* [CHALLENGES]:
A - In the essay on the things we carry, which book first gave the writer the idea?
B - Continue the essay on the things we carry from the point where it stops.

**** GIVEN TEXT

Suicide and the Things We Carry

daniels

A Meditation on the Loss of a Father

I am constantly thinking about the things we carry. I originally got this idea from Tim O’Brien’s The Things They Carried, a collection of short stories about the Vietnam War. In the book, he writes about some of the things the characters carried:

On ambush, or other night missions, they carried peculiar little odds and ends. Kiowa always took along his New Testament and a pair of moccasins for silence. Dave Jensen carried night-sight vitamins high in carotene. Lee Strunk carried his slingshot; ammo, he claimed, would never be a problem. Rat Kiley carried brandy and M&M’s candy. Until he was shot, Ted Lavender carried the starlight scope, which weighed 6.3 pounds with its aluminum carrying case. Henry Dobbins carried his girlfriend’s panty hose wrapped around his neck as a comforter. They all carried ghosts.

While most of us have never been to Vietnam, we all carry things: both the tangible and the intangible. For some of us, our loads are more noticeable than others. Some of the things we carry are given to us, placed upon us, sometimes even dumped on us. These are the things we don’t have any control over. They are, to put it in fatalistic terms, “the cards you’ve been dealt.”

I think about people with disabilities, or people who have been abused, people who have been bullied or grew up poor, underprivileged, and disenfranchised because of race, education, geography, etc. There are things we carry that our parents or other family members gave us. Things we’d never choose to carry on our own, like mental illness, an alcoholic father, or abuse from a family member. But we carry them nonetheless, and often their weight becomes so burdensome that it almost leaves us completely bent over.

There are other things we carry that stem more from our own choices: whether we should stay involved in certain relationships, whether we are generous enough with our resources, how we raise our children, or even simple choices about how we respond to someone. These are things that can become burdensome later on in life. It’s important to remember that the line between these two kinds of weights we carry is intangible, almost imperceptible. We may or may not be our own best judge when it comes to untangling the nature of the things we carry. And yet, we can come to a place where we accept the weight as part of our human condition.

********
**** STORED RECORDS

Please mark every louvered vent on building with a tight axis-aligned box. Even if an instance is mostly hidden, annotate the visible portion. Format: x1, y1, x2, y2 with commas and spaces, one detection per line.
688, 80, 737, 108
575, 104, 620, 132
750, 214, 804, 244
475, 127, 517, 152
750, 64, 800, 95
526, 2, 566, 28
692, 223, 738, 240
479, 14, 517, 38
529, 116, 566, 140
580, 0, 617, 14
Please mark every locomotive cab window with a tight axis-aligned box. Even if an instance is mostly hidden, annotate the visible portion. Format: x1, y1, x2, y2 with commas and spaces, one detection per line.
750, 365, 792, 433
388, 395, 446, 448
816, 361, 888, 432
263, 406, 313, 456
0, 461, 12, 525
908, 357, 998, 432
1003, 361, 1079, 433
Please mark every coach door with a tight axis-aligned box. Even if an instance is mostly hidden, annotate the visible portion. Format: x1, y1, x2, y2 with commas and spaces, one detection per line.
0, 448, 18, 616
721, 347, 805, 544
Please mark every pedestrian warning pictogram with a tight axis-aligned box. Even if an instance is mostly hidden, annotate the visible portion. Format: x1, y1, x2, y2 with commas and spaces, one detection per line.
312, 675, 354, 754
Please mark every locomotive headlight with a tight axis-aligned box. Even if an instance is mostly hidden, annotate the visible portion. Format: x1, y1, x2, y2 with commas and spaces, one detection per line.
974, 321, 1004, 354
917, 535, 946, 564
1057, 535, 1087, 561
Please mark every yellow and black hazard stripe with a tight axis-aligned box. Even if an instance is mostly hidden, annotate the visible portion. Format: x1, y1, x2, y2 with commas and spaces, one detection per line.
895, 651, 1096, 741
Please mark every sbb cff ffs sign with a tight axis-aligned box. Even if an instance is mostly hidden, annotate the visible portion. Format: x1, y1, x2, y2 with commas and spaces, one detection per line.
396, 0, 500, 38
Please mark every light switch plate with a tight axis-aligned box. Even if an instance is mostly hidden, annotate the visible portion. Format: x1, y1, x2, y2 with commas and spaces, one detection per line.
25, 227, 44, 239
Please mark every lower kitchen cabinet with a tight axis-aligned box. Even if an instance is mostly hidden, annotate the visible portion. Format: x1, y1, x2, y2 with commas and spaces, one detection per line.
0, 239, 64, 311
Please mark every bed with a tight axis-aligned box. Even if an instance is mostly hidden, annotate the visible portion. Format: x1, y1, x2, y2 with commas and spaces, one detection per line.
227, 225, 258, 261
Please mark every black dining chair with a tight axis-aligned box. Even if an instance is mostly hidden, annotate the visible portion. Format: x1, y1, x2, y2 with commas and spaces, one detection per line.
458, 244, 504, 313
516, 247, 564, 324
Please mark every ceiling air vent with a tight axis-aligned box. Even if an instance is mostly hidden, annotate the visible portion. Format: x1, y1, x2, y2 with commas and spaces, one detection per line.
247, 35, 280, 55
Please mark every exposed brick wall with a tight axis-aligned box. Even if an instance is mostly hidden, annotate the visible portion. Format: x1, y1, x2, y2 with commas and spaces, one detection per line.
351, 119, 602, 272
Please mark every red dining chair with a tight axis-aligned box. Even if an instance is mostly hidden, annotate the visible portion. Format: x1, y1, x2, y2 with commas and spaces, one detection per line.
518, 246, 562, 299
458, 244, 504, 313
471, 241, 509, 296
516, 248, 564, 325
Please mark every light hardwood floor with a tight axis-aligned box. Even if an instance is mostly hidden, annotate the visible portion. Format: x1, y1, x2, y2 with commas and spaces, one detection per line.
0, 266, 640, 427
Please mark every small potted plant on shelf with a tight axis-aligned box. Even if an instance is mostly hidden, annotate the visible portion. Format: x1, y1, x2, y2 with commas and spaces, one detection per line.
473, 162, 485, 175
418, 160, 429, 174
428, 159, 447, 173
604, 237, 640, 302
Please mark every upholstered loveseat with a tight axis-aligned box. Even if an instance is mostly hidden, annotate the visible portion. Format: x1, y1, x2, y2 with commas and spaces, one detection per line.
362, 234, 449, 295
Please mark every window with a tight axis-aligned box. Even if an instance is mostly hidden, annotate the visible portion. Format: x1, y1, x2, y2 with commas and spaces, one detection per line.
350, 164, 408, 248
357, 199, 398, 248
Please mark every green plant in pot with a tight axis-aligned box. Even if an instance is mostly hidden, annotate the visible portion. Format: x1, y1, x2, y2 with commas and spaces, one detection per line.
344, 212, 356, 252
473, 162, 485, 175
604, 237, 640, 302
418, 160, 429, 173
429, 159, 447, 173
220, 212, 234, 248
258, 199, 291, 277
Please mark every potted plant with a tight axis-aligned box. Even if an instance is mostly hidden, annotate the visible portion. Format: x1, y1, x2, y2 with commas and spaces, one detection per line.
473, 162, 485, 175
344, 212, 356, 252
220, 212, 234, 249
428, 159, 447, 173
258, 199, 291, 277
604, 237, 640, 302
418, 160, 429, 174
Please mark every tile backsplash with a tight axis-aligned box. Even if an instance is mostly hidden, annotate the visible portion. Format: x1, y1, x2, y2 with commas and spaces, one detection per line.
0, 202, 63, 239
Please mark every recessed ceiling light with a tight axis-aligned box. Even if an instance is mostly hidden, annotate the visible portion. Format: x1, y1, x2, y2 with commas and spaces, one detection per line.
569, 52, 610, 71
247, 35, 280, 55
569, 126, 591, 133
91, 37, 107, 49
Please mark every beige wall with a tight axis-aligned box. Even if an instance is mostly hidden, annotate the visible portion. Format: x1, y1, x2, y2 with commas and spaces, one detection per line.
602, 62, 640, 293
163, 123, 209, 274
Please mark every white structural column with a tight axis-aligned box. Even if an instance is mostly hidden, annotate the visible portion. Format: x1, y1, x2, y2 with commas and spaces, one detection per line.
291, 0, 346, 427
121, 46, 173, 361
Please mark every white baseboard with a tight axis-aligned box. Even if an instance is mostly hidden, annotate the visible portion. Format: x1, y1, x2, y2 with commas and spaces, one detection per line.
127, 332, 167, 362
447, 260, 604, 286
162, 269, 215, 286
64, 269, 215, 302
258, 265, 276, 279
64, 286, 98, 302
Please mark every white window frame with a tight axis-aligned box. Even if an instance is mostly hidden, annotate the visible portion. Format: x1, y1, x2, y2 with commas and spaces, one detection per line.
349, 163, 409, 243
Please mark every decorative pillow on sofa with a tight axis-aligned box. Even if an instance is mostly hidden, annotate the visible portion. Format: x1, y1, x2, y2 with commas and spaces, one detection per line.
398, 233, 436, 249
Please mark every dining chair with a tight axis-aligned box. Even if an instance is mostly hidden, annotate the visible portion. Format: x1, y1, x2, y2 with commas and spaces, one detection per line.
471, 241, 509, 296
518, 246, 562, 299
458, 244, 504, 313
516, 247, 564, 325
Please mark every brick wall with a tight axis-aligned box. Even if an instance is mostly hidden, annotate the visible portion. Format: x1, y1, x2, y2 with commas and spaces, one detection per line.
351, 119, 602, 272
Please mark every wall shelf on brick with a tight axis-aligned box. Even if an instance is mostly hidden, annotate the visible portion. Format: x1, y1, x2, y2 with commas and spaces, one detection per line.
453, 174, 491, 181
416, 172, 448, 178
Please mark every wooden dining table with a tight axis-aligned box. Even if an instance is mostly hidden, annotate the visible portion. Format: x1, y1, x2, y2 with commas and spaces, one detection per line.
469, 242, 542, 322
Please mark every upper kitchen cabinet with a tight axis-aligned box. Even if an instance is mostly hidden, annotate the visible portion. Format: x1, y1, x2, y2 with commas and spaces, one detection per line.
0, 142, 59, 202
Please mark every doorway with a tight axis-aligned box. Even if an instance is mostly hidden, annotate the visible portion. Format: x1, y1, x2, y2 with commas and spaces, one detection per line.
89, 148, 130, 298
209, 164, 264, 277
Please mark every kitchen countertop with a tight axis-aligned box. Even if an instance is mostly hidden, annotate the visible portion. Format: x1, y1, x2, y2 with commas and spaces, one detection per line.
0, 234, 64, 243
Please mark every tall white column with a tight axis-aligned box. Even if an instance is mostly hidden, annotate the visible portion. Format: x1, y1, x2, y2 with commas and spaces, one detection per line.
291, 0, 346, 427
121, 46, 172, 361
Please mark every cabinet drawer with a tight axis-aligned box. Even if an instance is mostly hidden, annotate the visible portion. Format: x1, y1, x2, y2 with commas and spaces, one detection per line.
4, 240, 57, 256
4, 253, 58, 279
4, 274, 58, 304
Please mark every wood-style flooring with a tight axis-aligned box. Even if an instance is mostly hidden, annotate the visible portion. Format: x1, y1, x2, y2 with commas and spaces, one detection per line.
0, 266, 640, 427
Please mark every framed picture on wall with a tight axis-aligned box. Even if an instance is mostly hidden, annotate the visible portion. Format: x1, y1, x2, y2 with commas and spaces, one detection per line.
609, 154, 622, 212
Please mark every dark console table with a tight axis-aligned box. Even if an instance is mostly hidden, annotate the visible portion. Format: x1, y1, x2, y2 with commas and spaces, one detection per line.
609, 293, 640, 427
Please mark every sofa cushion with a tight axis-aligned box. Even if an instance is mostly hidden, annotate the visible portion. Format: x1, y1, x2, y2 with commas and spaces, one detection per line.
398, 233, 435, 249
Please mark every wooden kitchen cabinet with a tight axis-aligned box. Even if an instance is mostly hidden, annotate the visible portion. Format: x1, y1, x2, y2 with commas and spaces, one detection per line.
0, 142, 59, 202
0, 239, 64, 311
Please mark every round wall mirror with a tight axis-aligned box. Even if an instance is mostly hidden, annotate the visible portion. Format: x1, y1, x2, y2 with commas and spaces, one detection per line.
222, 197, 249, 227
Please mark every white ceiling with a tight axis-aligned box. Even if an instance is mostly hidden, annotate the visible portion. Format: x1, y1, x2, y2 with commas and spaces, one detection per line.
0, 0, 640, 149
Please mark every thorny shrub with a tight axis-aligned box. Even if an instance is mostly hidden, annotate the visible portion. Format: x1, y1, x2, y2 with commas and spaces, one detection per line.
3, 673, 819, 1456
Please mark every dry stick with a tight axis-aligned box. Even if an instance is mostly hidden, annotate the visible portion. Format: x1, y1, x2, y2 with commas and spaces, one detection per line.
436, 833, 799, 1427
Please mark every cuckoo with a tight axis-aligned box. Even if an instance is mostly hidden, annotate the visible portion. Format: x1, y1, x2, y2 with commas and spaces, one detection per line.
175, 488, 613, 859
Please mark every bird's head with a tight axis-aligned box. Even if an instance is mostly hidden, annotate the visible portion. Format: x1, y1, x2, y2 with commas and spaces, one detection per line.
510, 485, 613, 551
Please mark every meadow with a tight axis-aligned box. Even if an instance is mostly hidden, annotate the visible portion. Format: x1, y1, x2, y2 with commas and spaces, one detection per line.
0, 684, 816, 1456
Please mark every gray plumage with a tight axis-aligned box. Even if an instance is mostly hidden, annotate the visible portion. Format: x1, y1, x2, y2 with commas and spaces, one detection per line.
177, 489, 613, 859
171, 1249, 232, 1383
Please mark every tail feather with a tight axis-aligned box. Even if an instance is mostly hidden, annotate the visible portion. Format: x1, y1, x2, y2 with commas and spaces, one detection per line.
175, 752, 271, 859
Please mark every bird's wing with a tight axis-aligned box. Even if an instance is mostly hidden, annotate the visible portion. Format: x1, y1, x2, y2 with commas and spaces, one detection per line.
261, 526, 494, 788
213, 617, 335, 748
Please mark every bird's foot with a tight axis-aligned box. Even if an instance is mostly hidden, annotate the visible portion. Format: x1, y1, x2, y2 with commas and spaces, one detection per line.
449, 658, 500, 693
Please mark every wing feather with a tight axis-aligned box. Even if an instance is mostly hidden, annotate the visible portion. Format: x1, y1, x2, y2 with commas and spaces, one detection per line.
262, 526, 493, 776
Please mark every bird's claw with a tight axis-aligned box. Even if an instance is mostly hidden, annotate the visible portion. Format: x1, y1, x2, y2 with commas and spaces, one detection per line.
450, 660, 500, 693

********

* [EXPECTED OUTPUTS]:
A - Tim O'Brien's The Things They Carried, a collection of short stories about the Vietnam War.

B -
My stepfather committed suicide in 2003. For as long as I knew him, he carried a lot of weight. While my siblings and I were growing up in Canton, Ohio, he would often share his childhood memories with us; one memory he spoke of frequently was being woken up by his father at 4:00 a.m. to work in the family-owned donut shop. On more than one occasion, he recollected what it was like to be in elementary school and wake up that early to work before he was bused off to school. And when he was done at school, he’d return to the shop, working until it was dinnertime. There was a five-gallon bucket behind the cash register for him to stand on so he could see over the counter and help the customers. These were not fond memories of fishing with Dad down by the river. I know he held onto a lot of pain from those adolescent years, and felt the distance of his own father, who was more like an employer than a nurturer.

My own childhood — I grew up with  five younger siblings— was marked by my step-dad’s growing depression and unhappiness. He still worked at the donut shop when we were kids, and he pretty much hated it. The sound of the gravel crunching in the driveway under the tires of his Oldsmobile station wagon meant Dad was home from work and that was our cue to run for cover, because we knew that not even God could cheer him up after a day’s work.

And then he got into a terrible car accident. A cement truck ran a red light and plowed into the driver’s side door of his car. The injuries from the accident rendered him unable to work. After a huge lawsuit and lots of rigmarole, he ended up mostly retired from work around the age of 35—the age I am about to turn this fall. He received a small social security check and the lawsuit money. The eight of us lived off that meager SSDI (Social Security Disability Insurance) check every month. He spent most of the lawsuit money on woodworking tools and guns—lots and lots of guns.

In the time after his accident, my step-dad slipped further and further into depression. He began to isolate himself by “working” long hours down in the basement where he learned how to woodwork, listened to short-wave radio, and worked on his guns. The time alone compounded on itself as the more time he spent isolated in the basement, the more paranoid he became of government take over and other complex conspiracy theories.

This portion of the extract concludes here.